### [Excerpted text]
>>

The Evangelical Lutheran Church in Kenya () is a Lutheran denomination in Kenya. It is a member of the Global Confessional and Missional Lutheran Forum, the Lutheran World Federation (which it joined in 1970), the International Lutheran Council, and the National Council of Churches of Kenya. Its current archbishop is the Most Reverend Joseph Ochola Omolo.

History
The Evangelical Lutheran Church in Kenya (ELCK) was born out of the missionary work of the Swedish Lutheran Mission in 1948 under the name Swedish Lutheran Mission (SLM). In 1963, the name of the church was changed and registered as the Lutheran Church of Kenya (LCK). In 1973, the name was changed again to ELCK with three districts, namely North District, Kisii District, and Nyanza District.

In 1996, the church adopted episcopal polity, after the pattern of the Church of Sweden from which it had derived much early influence. The first bishop of the ELCK, Francis Nyamwaro, was elected that year. In 2002, the church was restructured into four dioceses (Central, Lake, South-West, and North-West). The first archbishop was elected and each diocese elected a diocesan bishop.

Structure

Archdiocese
Uhuru Highway Lutheran Church (Nairobi) was founded in 1964, with the present building consecrated in 1980. In 2005, it was elevated to the status of a cathedral by the archbishop of ELCK. Following the example of the Anglican Church of Kenya, the cathedral in Nairobi, together with its precincts, has now been separated into a distinct diocese, styled the Archdiocese of the ELCK, and named Uhuru Highway Cathedral Diocese. The cathedra of the archbishop is located here, with the archbishop heading the staff team of three ordained clergy and assorted lay ministers.

<<

### [Exercises]
a: Name every organization that the passage on the Evangelical Lutheran Church in Kenya says the church belongs to as a member.
b: Reproduce word for word the part of the passage on the Evangelical Lutheran Church in Kenya from "The Evangelical Lutheran Church in Kenya ()" to "and Nyanza District.".
c: Extend the passage on the Evangelical Lutheran Church in Kenya by writing what comes after its last sentence.
The data after this point were taken from a separate source.

### [Items]
>>

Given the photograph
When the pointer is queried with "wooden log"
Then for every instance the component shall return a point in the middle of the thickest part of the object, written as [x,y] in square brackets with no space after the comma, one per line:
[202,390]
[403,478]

<<

### [The replies]
a:
- Global Confessional and Missional Lutheran Forum
- Lutheran World Federation
- International Lutheran Council
- National Council of Churches of Kenya

b:
The Evangelical Lutheran Church in Kenya () is a Lutheran denomination in Kenya. It is a member of the Global Confessional and Missional Lutheran Forum, the Lutheran World Federation (which it joined in 1970), the International Lutheran Council, and the National Council of Churches of Kenya. Its current archbishop is the Most Reverend Joseph Ochola Omolo.

History
The Evangelical Lutheran Church in Kenya (ELCK) was born out of the missionary work of the Swedish Lutheran Mission in 1948 under the name Swedish Lutheran Mission (SLM). In 1963, the name of the church was changed and registered as the Lutheran Church of Kenya (LCK). In 1973, the name was changed again to ELCK with three districts, namely North District, Kisii District, and Nyanza District.

c:
Dioceses
The ELCK is administered from Nairobi, with the cathedral of the archbishop on Uhuru Highway, and the administrative office on University Way. The church consists of six dioceses:
 Uhuru Highway Cathedral Diocese
 South West Diocese
 Lake Diocese
 Central Diocese
 North West Diocese
 Nyamira Diocese

Doctrine
The ELCK is a mainstream Lutheran denomination, with doctrines centred upon the Christian scriptures of the Old and New Testaments as the inspired word of God, the catholic creeds (the Apostles' Creed, the Nicene Creed, and the Athanasian Creed), and the text of the Lutheran Augsburg Confession of 1530 together with Martin Luther's Large and Small Catechisms. The ELCK holds to mainstream Lutheran doctrines of the forgiveness of sins in baptism, and the real presence of Christ in the Eucharist.

Mission and objectives
ELCK exists to proclaim the gospel of Jesus Christ through the proper administration of the sacraments, providing the confessional Lutheran teachings, and caring for the well being of the whole person. The vision of this Church is to proclaim the good news of the crucified and resurrected Christ, the only way to salvation.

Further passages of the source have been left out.